_WHAT TO PRODUCE_
Set every record down again exactly. Do not carry over the pictures.

_DATA UNDER STUDY_
━━━━━━━━━━━━━━━━━━━━
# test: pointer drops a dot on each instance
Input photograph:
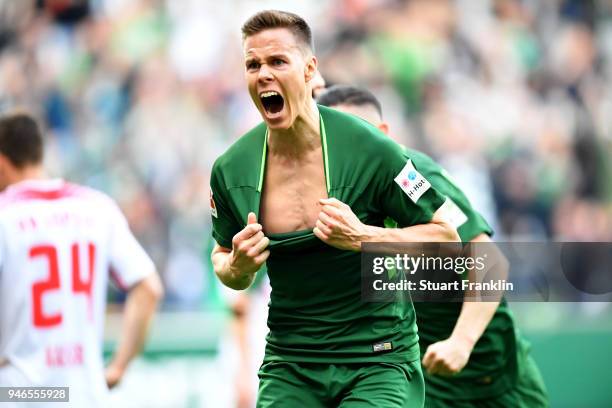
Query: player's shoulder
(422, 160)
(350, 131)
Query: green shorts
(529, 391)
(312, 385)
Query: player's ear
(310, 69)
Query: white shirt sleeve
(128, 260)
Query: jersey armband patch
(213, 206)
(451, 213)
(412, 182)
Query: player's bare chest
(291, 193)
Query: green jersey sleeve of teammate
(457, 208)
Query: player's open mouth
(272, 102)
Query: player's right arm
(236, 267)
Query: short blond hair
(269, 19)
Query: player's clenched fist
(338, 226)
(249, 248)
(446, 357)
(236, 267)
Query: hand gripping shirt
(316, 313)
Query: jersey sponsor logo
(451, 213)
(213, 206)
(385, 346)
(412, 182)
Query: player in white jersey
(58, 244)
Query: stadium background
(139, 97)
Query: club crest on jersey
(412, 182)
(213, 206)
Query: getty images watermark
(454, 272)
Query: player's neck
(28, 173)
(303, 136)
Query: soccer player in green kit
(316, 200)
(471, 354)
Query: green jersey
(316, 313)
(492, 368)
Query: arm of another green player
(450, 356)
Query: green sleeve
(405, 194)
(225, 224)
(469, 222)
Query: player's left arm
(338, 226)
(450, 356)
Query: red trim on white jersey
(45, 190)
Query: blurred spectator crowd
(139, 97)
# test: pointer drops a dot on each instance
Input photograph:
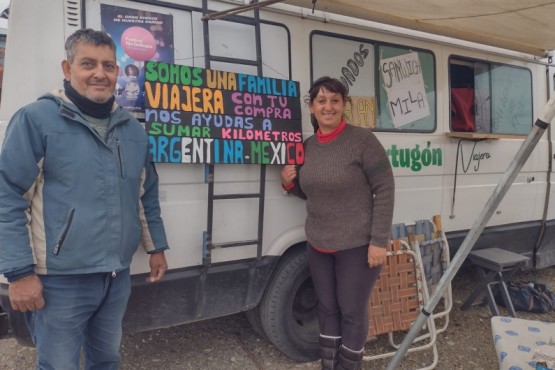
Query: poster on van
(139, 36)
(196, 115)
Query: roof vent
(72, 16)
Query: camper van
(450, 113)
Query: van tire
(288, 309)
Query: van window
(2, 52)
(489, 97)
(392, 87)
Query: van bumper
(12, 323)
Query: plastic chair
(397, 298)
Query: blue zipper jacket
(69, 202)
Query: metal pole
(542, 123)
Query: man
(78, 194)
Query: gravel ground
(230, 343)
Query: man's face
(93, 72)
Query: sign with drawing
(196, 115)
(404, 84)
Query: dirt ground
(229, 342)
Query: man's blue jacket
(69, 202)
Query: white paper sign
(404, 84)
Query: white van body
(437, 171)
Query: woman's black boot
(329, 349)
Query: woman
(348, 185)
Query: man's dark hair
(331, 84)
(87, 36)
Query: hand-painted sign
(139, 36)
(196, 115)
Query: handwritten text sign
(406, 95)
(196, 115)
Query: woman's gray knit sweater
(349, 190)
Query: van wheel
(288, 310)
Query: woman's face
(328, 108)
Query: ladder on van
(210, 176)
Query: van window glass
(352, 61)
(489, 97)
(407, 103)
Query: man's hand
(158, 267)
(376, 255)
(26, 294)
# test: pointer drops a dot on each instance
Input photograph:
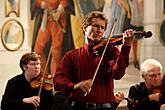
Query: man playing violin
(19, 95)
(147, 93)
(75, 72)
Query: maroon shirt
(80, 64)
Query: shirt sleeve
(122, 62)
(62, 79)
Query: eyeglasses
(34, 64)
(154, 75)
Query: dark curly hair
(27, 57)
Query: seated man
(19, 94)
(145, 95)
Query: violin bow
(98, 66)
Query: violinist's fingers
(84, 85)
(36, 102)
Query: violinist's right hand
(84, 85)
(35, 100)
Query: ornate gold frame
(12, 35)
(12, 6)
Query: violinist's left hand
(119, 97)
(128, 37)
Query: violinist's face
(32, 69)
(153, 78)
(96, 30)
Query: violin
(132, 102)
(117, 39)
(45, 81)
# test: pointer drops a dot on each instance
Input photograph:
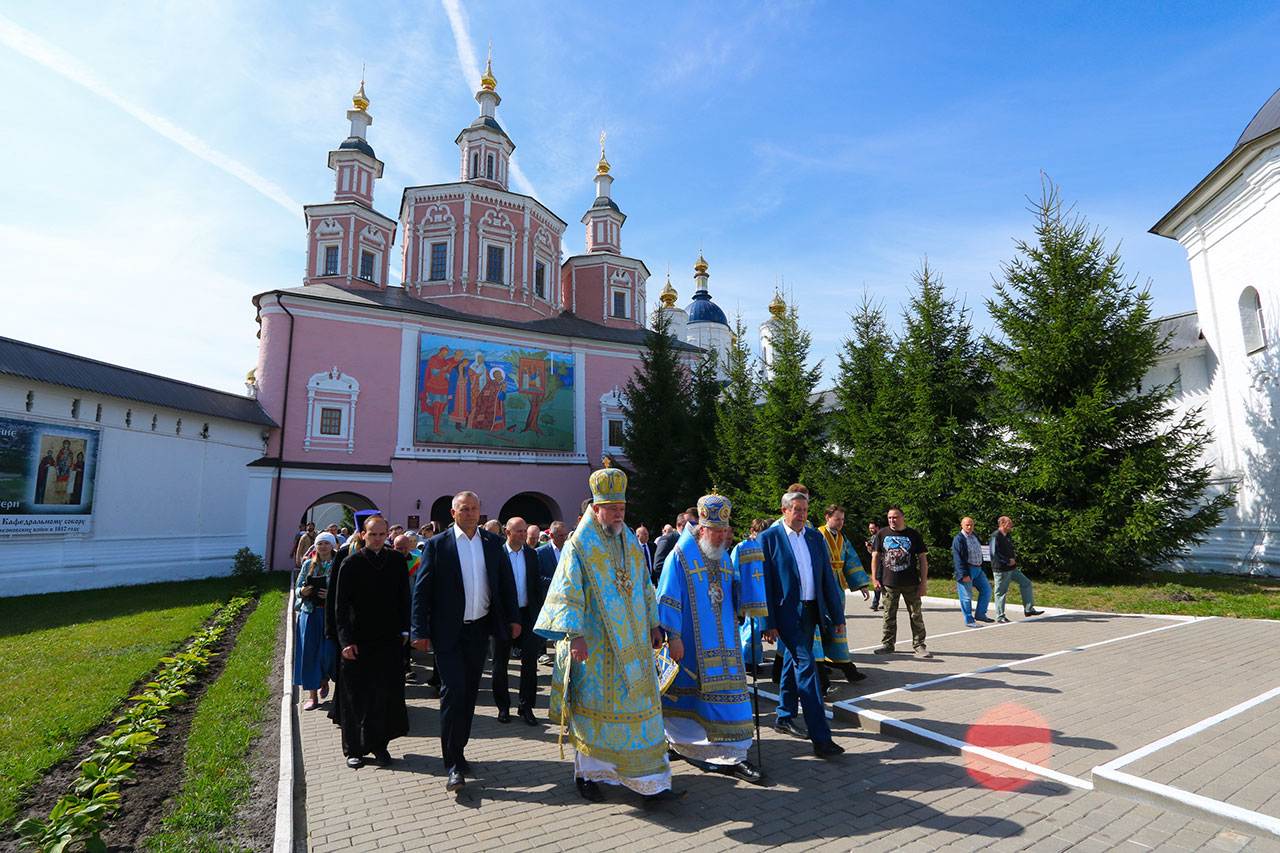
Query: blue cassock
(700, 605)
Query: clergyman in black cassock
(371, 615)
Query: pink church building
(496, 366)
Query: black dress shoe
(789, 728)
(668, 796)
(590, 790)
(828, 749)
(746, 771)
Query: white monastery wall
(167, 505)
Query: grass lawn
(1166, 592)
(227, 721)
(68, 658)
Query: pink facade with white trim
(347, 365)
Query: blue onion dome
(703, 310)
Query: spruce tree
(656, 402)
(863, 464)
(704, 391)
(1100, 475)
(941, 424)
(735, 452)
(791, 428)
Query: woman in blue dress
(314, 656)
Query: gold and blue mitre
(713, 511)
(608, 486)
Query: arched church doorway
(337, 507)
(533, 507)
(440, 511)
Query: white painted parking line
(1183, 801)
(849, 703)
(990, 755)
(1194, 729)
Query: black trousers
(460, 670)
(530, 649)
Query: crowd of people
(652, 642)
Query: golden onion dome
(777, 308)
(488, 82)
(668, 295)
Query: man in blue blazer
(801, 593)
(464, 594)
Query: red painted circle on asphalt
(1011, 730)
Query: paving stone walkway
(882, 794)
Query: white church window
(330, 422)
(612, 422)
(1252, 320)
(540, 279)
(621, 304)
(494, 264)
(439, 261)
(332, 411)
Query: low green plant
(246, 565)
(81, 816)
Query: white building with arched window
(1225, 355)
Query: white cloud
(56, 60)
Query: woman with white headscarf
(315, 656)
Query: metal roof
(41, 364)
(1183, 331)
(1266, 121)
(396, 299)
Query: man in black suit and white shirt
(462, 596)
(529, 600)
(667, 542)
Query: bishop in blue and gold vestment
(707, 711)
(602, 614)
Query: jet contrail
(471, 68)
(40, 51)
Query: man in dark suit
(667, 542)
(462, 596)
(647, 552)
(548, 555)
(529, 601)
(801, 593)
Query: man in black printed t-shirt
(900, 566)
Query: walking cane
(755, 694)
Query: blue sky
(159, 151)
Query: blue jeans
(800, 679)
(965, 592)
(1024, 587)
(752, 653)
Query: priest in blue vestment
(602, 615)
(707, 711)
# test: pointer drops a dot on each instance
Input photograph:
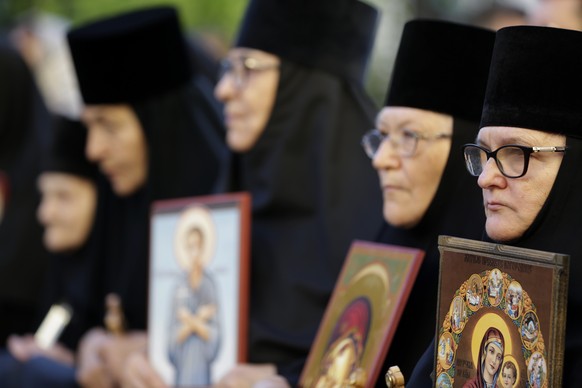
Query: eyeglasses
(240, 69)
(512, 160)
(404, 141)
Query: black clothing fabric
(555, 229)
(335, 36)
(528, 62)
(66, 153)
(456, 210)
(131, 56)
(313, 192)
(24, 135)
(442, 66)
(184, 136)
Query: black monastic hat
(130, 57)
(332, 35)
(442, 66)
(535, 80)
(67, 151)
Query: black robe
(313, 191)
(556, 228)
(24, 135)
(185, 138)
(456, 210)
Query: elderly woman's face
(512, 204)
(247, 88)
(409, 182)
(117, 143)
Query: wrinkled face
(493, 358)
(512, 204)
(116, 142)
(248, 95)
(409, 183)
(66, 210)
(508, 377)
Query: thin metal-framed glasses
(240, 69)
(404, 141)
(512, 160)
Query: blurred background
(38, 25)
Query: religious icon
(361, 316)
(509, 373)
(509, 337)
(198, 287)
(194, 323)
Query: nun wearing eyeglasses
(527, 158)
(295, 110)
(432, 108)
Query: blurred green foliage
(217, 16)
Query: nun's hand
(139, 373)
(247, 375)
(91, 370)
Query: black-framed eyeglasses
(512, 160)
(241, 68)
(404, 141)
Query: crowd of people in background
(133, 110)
━━━━━━━━━━━━━━━━━━━━
_OUTPUT OF THE TASK_
# test: pointer drops a dot on each instance
Input photograph:
Query: player's shoulder
(422, 160)
(350, 131)
Query: green shorts
(529, 391)
(312, 385)
Query: player's ear
(310, 69)
Query: white shirt sleeve
(128, 260)
Query: jersey armband patch
(213, 206)
(451, 213)
(412, 182)
Query: player's bare chest
(291, 193)
Query: green jersey sleeve of teammate
(457, 208)
Query: player's open mouth
(272, 102)
Query: player's right arm
(236, 267)
Query: short blond hair
(269, 19)
Query: player's clenched fist
(338, 226)
(249, 248)
(446, 357)
(236, 267)
Query: hand gripping shirt
(316, 313)
Query: jersey sponsor logo
(451, 213)
(213, 206)
(385, 346)
(412, 182)
Query: player in white jersey
(58, 244)
Query: stadium background
(139, 97)
Query: club crest on jersey
(412, 182)
(213, 206)
Query: getty images watermark
(454, 272)
Query: player's neck
(28, 173)
(303, 136)
Query: soccer player in green kit
(316, 200)
(471, 354)
Query: green jersey
(316, 313)
(492, 368)
Query: arm of another green player
(450, 356)
Query: green sleeve
(405, 194)
(225, 224)
(469, 222)
Query: player's left arm
(338, 226)
(450, 356)
Query: red trim on white jersey
(45, 190)
Query: blurred spectator crowd
(139, 97)
# test: pointer drops a dot on each instance
Input photograph:
Query: poster on van
(139, 36)
(196, 115)
Query: roof vent
(72, 16)
Query: camper van
(450, 113)
Query: van tire
(288, 309)
Query: van window
(2, 52)
(489, 97)
(392, 87)
Query: van bumper
(12, 323)
Query: plastic chair
(397, 298)
Query: blue zipper jacket
(69, 202)
Query: metal pole
(542, 123)
Query: man
(78, 194)
Query: gravel ground
(230, 343)
Query: man's face
(93, 72)
Query: sign with drawing
(196, 115)
(404, 84)
Query: dirt ground
(229, 342)
Query: man's blue jacket
(69, 202)
Query: white paper sign
(404, 84)
Query: white van body
(437, 171)
Query: woman's black boot
(329, 349)
Query: woman
(348, 185)
Query: man's dark hair
(331, 84)
(87, 36)
Query: hand-painted sign
(139, 36)
(196, 115)
Query: handwritten text sign
(406, 95)
(196, 115)
Query: woman's gray knit sweater
(349, 190)
Query: van wheel
(288, 310)
Query: woman's face
(328, 108)
Query: ladder on van
(210, 176)
Query: van window glass
(352, 61)
(489, 97)
(407, 103)
Query: man's hand
(158, 267)
(376, 255)
(26, 294)
# test: pointer drops a dot on each instance
Input photograph:
Query: man playing violin
(19, 95)
(147, 93)
(75, 72)
Query: maroon shirt
(80, 64)
Query: shirt sleeve
(122, 62)
(62, 79)
Query: eyeglasses
(34, 64)
(154, 75)
Query: dark curly hair
(27, 57)
Query: seated man
(19, 94)
(145, 95)
Query: violin bow
(98, 66)
Query: violinist's fingers
(84, 85)
(36, 102)
Query: violinist's right hand
(84, 85)
(35, 100)
Query: ornate gold frame
(12, 35)
(12, 6)
Query: violinist's left hand
(119, 97)
(128, 37)
Query: violinist's face
(32, 69)
(153, 78)
(96, 30)
Query: violin
(132, 102)
(117, 39)
(45, 81)
# test: pointer drops a dot on each instance
Input photograph:
Query: blue cassock
(700, 605)
Query: clergyman in black cassock
(371, 615)
Query: pink church building
(496, 366)
Query: black dress shoe
(789, 728)
(668, 796)
(590, 790)
(828, 749)
(746, 771)
Query: white monastery wall
(167, 505)
Query: grass lawn
(1166, 592)
(227, 721)
(68, 658)
Query: pink facade with white trim
(347, 365)
Query: blue onion dome
(703, 310)
Query: spruce tree
(656, 402)
(863, 464)
(704, 391)
(1100, 475)
(941, 424)
(735, 452)
(791, 428)
Query: woman in blue dress
(314, 656)
Query: gold and blue mitre
(713, 511)
(608, 486)
Query: arched church doorway
(337, 507)
(533, 507)
(440, 511)
Query: white painted parking line
(1183, 801)
(849, 703)
(990, 755)
(1194, 729)
Query: black trousers
(460, 670)
(530, 649)
Query: crowd of people
(652, 642)
Query: golden onion dome
(777, 308)
(488, 82)
(668, 295)
Query: man in blue blazer
(801, 593)
(464, 594)
Query: red painted circle on asphalt
(1011, 730)
Query: paving stone walkway
(882, 794)
Query: white church window
(330, 422)
(612, 422)
(1252, 320)
(540, 279)
(621, 304)
(494, 264)
(439, 261)
(332, 411)
Query: low green plant
(246, 565)
(81, 816)
Query: white building with arched window
(1225, 355)
Query: white cloud
(56, 60)
Query: woman with white headscarf
(315, 656)
Query: metal roof
(41, 364)
(1183, 331)
(1266, 121)
(396, 299)
Query: man in black suit and white shirt
(462, 596)
(529, 600)
(667, 542)
Query: bishop in blue and gold vestment
(707, 711)
(602, 614)
Query: jet contrail
(471, 68)
(40, 51)
Query: man in dark suit
(667, 542)
(462, 596)
(647, 552)
(548, 555)
(529, 601)
(801, 593)
Query: man in black printed t-shirt
(900, 566)
Query: walking cane
(755, 694)
Query: blue sky
(159, 151)
Query: blue jeans
(800, 679)
(965, 592)
(1024, 587)
(752, 653)
Query: priest in blue vestment
(602, 615)
(707, 711)
# test: pointer drops a dot on each instance
Input photograph:
Query: eyeglasses
(240, 69)
(512, 160)
(404, 141)
Query: black clothing fabric
(555, 229)
(335, 36)
(528, 62)
(66, 153)
(456, 210)
(131, 56)
(313, 192)
(24, 135)
(442, 66)
(184, 136)
Query: black monastic hat
(130, 57)
(332, 35)
(442, 66)
(535, 80)
(67, 151)
Query: black robe
(313, 191)
(556, 228)
(24, 135)
(185, 138)
(456, 210)
Query: elderly woman's face
(512, 204)
(247, 88)
(409, 182)
(117, 143)
Query: wrinkled face
(493, 358)
(512, 204)
(116, 142)
(248, 95)
(409, 183)
(66, 210)
(508, 377)
Query: thin metal-framed glasses
(240, 69)
(404, 141)
(512, 160)
Query: blurred background
(38, 25)
Query: religious icon
(361, 316)
(509, 373)
(509, 337)
(198, 287)
(194, 323)
Query: nun wearing eyeglasses
(527, 158)
(295, 110)
(432, 108)
Query: blurred green foliage
(217, 16)
Query: nun's hand
(139, 373)
(247, 375)
(91, 370)
Query: black-framed eyeglasses
(512, 160)
(241, 68)
(404, 141)
Query: crowd of people in background
(133, 110)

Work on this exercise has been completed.